**SUPPLIED ENTRIES**
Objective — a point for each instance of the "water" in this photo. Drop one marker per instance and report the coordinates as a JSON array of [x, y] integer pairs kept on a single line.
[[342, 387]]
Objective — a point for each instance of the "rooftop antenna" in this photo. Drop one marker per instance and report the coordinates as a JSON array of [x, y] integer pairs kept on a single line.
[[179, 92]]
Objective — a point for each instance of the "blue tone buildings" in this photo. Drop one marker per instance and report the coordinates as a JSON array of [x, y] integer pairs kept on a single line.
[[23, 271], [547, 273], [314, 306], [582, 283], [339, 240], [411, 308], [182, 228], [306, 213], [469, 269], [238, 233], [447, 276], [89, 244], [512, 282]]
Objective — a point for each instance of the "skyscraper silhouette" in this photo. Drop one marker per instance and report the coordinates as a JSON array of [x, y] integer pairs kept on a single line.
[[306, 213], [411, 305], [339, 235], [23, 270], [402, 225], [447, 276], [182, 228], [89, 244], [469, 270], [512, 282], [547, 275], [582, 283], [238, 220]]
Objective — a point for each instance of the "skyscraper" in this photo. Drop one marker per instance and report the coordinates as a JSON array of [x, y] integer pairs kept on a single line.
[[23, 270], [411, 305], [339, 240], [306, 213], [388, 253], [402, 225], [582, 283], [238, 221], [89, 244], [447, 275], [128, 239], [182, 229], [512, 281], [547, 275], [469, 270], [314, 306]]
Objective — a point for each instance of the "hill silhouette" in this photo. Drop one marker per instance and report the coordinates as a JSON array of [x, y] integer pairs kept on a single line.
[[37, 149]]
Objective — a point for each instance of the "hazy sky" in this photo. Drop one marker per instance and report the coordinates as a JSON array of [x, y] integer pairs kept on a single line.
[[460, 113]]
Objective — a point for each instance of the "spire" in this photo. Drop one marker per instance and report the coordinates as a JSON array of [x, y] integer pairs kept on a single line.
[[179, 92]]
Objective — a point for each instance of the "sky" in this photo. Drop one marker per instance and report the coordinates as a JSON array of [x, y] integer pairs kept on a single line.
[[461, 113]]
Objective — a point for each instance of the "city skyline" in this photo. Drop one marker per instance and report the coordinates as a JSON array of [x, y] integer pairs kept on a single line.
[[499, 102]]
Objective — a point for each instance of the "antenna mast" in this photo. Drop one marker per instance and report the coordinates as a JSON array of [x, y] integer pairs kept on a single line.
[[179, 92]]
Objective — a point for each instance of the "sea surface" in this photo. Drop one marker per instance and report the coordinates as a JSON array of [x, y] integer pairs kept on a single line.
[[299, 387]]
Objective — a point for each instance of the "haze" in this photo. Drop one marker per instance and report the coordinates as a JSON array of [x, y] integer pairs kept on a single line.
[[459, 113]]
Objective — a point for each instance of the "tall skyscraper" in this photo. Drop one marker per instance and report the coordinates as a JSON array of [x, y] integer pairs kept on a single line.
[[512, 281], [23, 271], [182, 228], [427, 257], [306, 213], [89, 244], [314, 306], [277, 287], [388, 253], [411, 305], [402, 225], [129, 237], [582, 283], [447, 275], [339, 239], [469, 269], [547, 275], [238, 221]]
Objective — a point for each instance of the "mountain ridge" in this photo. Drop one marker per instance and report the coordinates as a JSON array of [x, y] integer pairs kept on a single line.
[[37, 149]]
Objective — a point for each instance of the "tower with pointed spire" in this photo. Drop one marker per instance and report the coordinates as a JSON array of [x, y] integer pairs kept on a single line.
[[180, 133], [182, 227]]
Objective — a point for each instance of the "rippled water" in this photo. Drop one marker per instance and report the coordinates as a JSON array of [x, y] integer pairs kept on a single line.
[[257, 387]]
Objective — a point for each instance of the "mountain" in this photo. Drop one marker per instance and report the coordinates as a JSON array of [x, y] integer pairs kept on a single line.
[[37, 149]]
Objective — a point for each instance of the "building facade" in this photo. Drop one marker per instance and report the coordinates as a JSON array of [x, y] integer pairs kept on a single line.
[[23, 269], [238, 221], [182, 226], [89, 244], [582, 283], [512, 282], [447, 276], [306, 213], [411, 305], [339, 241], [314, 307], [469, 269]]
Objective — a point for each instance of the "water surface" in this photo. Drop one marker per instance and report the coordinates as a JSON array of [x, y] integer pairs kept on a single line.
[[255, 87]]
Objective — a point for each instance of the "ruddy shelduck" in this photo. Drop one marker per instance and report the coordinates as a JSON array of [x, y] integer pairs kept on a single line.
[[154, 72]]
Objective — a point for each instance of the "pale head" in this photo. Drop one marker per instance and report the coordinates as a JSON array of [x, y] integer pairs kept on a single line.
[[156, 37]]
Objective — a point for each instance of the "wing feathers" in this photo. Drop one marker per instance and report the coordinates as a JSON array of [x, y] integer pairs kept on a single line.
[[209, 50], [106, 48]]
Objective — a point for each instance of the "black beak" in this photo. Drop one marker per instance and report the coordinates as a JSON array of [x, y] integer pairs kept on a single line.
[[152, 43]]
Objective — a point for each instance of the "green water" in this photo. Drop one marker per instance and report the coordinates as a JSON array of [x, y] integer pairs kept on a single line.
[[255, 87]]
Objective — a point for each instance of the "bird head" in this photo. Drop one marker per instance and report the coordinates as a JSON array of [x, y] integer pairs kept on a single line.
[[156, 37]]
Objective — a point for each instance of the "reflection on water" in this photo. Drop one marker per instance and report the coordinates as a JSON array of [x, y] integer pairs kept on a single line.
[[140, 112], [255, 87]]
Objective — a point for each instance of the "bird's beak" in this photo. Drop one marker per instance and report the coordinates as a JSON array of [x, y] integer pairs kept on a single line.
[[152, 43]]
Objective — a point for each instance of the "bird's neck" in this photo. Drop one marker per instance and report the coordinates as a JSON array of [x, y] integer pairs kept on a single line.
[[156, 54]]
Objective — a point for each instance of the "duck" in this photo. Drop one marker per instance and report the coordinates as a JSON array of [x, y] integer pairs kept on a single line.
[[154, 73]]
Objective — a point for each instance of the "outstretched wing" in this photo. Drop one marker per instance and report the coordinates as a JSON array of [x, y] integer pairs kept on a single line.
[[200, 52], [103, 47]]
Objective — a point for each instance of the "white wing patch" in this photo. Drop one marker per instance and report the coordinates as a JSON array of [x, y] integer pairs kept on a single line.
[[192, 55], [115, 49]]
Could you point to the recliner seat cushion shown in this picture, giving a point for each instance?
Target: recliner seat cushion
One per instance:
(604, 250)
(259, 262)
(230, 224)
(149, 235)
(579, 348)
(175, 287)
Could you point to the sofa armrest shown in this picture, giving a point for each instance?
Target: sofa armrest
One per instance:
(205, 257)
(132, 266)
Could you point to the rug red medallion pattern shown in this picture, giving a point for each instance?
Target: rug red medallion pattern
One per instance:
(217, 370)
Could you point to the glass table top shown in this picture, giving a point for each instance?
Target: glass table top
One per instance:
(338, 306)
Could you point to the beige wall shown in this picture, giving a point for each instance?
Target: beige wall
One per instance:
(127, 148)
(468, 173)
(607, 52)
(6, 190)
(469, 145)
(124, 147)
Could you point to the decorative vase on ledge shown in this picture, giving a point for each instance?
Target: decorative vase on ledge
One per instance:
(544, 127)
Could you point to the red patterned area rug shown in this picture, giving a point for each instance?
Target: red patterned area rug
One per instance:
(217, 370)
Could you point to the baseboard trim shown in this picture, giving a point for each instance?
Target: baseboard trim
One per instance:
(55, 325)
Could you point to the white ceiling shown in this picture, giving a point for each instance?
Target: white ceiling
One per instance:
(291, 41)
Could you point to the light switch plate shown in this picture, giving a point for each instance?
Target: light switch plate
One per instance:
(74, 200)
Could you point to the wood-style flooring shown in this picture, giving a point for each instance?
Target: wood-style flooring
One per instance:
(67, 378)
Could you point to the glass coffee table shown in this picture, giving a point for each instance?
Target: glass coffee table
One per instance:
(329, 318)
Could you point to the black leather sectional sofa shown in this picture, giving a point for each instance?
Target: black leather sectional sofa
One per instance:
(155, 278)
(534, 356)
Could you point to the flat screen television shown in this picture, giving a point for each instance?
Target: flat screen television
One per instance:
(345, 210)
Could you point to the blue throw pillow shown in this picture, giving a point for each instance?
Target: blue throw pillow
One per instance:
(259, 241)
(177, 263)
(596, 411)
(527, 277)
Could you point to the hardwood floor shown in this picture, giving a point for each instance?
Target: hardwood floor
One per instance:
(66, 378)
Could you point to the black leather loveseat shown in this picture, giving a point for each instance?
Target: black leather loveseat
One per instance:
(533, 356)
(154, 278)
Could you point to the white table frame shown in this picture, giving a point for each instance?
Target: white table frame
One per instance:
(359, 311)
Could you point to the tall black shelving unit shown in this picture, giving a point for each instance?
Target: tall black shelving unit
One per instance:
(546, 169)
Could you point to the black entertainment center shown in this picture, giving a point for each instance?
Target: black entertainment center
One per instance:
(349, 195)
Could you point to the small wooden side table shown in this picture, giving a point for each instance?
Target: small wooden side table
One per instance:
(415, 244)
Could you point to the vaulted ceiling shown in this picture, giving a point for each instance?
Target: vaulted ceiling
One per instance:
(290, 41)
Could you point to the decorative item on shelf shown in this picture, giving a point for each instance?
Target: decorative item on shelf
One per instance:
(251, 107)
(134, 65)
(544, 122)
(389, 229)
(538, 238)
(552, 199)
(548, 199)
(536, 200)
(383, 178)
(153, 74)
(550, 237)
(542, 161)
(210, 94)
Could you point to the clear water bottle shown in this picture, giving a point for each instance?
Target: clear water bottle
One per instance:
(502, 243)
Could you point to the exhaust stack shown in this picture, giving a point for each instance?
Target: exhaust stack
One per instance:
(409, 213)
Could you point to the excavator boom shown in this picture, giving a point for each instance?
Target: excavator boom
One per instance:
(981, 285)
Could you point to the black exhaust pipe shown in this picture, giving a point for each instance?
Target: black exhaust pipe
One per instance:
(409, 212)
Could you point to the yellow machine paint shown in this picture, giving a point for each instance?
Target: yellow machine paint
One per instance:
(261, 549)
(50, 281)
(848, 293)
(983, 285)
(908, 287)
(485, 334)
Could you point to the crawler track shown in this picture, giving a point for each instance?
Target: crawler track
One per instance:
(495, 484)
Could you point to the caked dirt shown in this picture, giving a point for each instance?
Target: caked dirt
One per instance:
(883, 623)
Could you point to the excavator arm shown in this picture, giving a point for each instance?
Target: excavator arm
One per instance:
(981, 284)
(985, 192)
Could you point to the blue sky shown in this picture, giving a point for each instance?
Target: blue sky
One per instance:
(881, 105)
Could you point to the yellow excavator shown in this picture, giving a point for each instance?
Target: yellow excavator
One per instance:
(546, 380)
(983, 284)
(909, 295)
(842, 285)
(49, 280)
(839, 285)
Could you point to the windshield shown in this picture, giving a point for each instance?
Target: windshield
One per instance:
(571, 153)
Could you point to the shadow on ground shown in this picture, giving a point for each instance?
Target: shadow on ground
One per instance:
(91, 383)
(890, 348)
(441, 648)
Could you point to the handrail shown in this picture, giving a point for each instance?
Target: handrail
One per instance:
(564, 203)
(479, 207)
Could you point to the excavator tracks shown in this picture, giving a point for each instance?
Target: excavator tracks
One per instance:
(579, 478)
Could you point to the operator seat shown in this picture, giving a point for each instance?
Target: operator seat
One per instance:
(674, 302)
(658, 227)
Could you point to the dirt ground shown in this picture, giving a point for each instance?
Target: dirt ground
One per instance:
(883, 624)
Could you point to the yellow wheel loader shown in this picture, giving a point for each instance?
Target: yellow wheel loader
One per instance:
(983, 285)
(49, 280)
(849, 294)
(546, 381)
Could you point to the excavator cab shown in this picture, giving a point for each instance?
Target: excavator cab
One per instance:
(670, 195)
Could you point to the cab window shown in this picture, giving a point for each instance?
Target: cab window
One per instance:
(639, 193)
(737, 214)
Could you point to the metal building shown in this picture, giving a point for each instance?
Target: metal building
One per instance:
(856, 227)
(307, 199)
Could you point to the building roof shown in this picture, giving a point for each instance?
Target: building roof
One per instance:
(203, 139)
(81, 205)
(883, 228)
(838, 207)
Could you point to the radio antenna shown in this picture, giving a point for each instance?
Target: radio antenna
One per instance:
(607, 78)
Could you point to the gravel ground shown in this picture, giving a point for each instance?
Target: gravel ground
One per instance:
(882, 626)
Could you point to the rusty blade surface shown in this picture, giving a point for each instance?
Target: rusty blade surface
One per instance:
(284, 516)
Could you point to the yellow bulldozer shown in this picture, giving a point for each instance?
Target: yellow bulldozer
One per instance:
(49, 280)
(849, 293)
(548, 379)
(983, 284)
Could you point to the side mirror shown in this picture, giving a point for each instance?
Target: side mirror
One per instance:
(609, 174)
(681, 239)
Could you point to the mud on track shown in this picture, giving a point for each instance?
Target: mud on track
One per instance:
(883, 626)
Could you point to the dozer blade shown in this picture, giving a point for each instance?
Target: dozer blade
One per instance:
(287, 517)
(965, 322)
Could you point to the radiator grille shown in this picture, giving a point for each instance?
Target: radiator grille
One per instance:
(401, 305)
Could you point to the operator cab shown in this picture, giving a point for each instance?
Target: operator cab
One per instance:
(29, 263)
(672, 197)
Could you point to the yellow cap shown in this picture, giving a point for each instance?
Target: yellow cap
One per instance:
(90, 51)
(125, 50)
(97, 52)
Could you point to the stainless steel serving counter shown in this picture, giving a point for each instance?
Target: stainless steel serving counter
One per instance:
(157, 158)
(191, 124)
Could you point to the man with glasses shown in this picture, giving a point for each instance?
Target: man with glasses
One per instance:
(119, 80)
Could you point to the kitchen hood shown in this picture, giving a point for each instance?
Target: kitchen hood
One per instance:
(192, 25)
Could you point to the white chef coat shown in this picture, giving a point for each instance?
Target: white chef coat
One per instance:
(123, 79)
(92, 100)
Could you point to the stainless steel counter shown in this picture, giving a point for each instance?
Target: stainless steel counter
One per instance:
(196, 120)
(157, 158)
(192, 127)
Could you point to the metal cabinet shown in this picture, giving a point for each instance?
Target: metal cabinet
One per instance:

**REQUIRED WORK**
Find out how many lines in the listing contain the string "style". Give the number alone.

**EXERCISE SOLUTION**
2